Nge Lay: What really affected us was the condition of the children in the village. Aung Ko’s mother happened to be a teacher to the children and sold savoury snacks to the kids. We went to help her out and thereby came into direct contact with the kids.
We asked these kids what they wanted to do when they grew up and their answers really shocked us. Because 9 out of 10 kids said they would like to work in Singapore or Malaysia or Thailand when they were older. These kids had no idea what they would do when they got to these countries. They just knew they wanted to get there.
Those who were the same age as us, sometimes equally educated, were playing billiards or drinking at tea shops, and had no idea what they were doing – they were all just very confused. I think they were wasting their youth.
And of course, they staged crazy stunts there, cavorting almost-nude, burying themselves in sandbanks near the Ayerawady, constructing huge multi-coloured mobile sculptures along the farmland, much to the bewilderment of bystanders.
Nge Lay: There were two groups of people in the village: those who wanted to cooperate with us and work with us and those who were still very scared, standing on the side and looking at what we were doing.
The feelings were on the verge of explosion, so the artists allowed their performances to be explosive.
As usual, the Special Branch Police found out what we were doing and interrogated us. They asked us what we were doing: whether we were protesting, whether we were against the government. They also told the villagers not to cooperate with us the next time we were in the village. So because the villagers were told not to cooperate with us, they actually invited us to come over again next year.

(Dataset entries)
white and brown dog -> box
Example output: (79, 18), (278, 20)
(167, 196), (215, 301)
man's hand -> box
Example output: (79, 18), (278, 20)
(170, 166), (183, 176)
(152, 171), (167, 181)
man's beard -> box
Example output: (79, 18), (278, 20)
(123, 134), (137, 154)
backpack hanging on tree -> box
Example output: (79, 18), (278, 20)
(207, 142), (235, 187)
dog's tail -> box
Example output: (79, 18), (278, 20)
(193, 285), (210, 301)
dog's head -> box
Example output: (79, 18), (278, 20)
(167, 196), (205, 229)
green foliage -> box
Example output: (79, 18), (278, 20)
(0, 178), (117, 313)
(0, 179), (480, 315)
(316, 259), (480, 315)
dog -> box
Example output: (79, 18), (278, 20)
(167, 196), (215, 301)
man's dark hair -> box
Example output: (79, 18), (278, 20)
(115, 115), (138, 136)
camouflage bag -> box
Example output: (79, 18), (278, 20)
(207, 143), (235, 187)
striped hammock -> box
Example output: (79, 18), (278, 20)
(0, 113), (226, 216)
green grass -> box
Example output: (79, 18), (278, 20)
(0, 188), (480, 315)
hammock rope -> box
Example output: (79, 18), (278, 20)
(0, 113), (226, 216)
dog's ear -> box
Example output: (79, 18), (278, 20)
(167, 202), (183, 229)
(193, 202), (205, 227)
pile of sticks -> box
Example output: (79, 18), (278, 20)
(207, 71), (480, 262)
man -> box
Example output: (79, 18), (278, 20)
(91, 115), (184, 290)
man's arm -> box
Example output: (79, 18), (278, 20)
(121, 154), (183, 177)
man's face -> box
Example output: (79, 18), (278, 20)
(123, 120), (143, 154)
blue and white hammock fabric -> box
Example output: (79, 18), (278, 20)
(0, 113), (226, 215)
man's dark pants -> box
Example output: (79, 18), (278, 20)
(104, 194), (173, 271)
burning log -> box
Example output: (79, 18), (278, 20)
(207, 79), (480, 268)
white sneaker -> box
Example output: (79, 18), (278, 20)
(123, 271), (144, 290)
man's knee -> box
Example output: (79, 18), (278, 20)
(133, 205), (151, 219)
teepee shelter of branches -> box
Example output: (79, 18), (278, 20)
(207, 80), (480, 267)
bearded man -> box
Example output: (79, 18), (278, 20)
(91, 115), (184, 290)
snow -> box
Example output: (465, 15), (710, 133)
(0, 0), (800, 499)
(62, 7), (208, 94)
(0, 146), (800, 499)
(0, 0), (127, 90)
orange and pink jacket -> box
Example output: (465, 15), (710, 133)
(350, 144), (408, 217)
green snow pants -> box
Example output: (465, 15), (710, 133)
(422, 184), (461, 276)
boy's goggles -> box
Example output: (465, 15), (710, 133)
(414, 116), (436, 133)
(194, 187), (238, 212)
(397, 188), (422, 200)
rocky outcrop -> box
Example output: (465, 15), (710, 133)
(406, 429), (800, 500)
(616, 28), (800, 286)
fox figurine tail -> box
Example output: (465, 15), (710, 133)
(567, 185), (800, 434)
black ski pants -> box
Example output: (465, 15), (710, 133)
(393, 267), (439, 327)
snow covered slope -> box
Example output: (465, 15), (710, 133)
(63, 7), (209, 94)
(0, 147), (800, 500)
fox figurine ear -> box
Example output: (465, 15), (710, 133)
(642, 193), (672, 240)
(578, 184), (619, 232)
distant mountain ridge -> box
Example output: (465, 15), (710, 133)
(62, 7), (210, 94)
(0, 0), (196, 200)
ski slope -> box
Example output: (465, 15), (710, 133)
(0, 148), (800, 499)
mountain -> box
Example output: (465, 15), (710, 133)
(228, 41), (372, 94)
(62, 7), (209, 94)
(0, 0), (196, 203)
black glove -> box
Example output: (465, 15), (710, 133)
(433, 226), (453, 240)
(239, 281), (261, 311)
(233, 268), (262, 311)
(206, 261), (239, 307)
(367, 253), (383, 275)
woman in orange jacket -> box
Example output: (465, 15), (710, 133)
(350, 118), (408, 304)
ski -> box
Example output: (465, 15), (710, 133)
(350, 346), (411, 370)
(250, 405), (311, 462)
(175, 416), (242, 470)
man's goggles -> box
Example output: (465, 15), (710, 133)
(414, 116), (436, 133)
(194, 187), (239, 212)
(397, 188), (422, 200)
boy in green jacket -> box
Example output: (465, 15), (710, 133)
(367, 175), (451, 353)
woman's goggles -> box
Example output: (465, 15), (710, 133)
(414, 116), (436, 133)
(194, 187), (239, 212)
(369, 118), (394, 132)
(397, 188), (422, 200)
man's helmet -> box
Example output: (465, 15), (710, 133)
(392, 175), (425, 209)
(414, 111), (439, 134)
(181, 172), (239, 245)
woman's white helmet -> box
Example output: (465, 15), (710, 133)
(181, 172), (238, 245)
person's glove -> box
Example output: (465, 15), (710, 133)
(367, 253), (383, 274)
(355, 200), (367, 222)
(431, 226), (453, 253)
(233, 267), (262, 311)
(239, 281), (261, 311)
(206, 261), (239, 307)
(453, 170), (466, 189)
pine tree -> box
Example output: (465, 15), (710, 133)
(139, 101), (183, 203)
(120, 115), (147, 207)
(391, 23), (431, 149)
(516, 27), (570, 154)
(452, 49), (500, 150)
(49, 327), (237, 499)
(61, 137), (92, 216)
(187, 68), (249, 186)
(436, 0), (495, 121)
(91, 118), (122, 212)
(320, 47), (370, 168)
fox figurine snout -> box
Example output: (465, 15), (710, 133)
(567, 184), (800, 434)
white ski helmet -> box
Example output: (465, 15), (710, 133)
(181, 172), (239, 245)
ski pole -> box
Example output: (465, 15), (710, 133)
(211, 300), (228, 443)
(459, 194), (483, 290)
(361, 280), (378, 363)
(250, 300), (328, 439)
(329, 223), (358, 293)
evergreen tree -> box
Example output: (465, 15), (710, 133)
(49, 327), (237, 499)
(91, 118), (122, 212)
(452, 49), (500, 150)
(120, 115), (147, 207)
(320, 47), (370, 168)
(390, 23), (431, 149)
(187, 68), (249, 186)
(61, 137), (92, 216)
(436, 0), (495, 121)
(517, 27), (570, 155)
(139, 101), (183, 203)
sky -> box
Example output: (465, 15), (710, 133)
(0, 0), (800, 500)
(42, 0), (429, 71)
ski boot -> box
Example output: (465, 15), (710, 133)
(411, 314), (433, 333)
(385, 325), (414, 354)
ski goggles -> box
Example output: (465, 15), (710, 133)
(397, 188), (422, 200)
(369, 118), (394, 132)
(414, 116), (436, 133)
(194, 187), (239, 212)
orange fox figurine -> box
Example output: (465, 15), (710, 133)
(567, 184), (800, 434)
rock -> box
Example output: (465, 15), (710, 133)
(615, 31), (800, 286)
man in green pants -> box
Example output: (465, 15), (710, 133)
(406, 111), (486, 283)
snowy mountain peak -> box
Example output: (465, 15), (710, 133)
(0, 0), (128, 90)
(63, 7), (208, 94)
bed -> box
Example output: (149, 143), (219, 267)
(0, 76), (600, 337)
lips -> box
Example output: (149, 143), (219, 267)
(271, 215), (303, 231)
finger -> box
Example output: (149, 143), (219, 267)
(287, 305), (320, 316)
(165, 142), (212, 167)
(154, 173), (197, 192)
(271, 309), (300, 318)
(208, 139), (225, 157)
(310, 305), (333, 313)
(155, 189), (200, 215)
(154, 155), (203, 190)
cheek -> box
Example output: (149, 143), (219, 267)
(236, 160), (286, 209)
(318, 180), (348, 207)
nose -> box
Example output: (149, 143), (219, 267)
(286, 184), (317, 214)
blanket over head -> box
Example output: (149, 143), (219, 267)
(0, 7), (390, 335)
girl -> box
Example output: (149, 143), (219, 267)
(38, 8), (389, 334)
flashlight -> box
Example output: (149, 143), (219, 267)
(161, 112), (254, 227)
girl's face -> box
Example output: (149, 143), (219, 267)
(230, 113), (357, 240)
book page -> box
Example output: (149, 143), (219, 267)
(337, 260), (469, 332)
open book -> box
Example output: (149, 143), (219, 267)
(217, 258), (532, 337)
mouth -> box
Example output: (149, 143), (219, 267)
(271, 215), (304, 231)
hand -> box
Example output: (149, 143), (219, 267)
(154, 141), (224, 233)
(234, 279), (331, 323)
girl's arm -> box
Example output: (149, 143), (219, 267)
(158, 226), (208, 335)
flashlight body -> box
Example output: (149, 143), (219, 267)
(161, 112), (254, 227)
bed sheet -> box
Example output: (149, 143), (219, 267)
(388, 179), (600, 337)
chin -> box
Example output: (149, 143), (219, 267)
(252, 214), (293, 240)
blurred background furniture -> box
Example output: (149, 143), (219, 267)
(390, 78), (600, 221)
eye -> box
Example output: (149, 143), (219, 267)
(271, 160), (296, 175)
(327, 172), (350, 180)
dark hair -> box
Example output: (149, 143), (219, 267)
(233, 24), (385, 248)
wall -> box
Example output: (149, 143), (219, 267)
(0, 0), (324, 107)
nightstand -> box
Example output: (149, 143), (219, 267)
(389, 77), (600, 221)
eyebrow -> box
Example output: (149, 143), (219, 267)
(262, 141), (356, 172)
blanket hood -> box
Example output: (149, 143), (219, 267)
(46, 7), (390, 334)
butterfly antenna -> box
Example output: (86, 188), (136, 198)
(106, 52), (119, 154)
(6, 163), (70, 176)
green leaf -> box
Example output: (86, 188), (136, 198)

*Parts of the exercise:*
#1 According to the interview text, where did 9 out of 10 of the village children say they would like to work when they were older?
#2 Condense the paragraph of the interview text that begins "As usual, the Special Branch Police" into a brief bulleted list that keeps its main facts.
#3 Continue the interview text from the point where it stops.

*Results for the exercise:*
#1 They said they would like to work in Singapore, Malaysia or Thailand.

#2
- The Special Branch Police found out what the group was doing and interrogated them.
- The police asked whether they were protesting or were against the government.
- The police told the villagers not to cooperate with the group on its next visit.
- Because of that instruction, the villagers invited the group to come back the next year.

#3
Graphic designers and artists donated works so they could hold the village's very first art exhibition, in the school - some kids were picked by lucky draw to take the artworks home. Villagers were so inspired by the works that they decided to start their own library - their hunger for knowledge had been awakened; they were no longer frogs in a well.
As for the artists, they started roving around the area, engaging with new villages, discovering new settings for artworks, including an amazing riverside cliffs carved with Buddhas which a harbourmaster used to accept in lieu of payment. (Some village sites were getting too popular - three artists had to share the sandbank by 2011!)
Nge Lay: It has become a win-win situation. The artists involved at first did not expect to have their artworks ehxibitied anywhere outside the village, but their works have ben exhibited more internationally.
And the villagers now have a library, and the kids are interested in thinking critically, and have started to say they want to become artists and writers and intellectuals.
P.S. KS says originally he'd thought of bringing the FCP group to the village. But they're still nervous about foreigners. The factory's still cranking out ammunition, y'know.